ACTIVITY => Return the lines below exactly, starting with the line that contains "Ground horizontal metal" and stopping after the last line.

[Text-to-region grounding data]
************

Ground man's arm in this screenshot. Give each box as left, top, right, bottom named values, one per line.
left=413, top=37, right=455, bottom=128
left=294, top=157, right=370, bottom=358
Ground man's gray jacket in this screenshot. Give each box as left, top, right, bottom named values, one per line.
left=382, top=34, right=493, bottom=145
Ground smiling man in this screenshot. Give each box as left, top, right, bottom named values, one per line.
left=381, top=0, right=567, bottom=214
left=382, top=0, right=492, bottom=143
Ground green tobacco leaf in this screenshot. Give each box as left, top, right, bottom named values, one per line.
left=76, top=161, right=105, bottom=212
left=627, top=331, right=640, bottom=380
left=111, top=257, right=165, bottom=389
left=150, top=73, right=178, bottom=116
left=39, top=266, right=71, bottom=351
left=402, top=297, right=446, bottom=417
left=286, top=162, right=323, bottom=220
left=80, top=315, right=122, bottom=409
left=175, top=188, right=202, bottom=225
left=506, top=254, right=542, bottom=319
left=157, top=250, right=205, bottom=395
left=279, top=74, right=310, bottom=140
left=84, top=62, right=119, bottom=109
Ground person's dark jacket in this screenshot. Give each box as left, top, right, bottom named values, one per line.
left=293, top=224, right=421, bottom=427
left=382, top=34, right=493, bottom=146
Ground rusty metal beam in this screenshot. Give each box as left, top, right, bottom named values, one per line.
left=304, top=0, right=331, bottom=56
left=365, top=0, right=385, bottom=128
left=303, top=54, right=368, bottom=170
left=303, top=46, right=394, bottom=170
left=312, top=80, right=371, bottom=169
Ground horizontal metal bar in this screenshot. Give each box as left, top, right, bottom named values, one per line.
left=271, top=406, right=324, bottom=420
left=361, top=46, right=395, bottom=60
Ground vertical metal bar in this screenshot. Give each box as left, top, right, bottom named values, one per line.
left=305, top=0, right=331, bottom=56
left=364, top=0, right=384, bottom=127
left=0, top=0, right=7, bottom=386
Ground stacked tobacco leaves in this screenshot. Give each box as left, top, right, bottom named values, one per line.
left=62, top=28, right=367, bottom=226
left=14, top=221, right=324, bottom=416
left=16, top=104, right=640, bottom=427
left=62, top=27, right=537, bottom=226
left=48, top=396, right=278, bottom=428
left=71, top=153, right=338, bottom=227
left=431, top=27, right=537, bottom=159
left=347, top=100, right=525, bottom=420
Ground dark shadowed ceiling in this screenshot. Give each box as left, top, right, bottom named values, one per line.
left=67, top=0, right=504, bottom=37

************

RESULT OF THE TASK =>
Ground horizontal metal bar in this screenshot. Give each box as left, top, right, bottom named values, one per line.
left=271, top=406, right=324, bottom=420
left=361, top=46, right=395, bottom=60
Ground vertical metal bar in this screenshot. Give each box as left, top, right, bottom named values, one per line.
left=305, top=0, right=331, bottom=56
left=364, top=0, right=384, bottom=127
left=0, top=0, right=7, bottom=386
Ground stacked tobacco leaves in this screenshot. Give each box as left, top, right, bottom named values, one per line.
left=62, top=28, right=367, bottom=226
left=14, top=221, right=324, bottom=416
left=16, top=104, right=640, bottom=427
left=62, top=27, right=537, bottom=226
left=48, top=396, right=278, bottom=428
left=71, top=153, right=338, bottom=227
left=431, top=27, right=537, bottom=159
left=347, top=100, right=525, bottom=420
Ground dark shadowed ceiling in this screenshot. Give each box as left, top, right, bottom named values, one per line.
left=67, top=0, right=504, bottom=37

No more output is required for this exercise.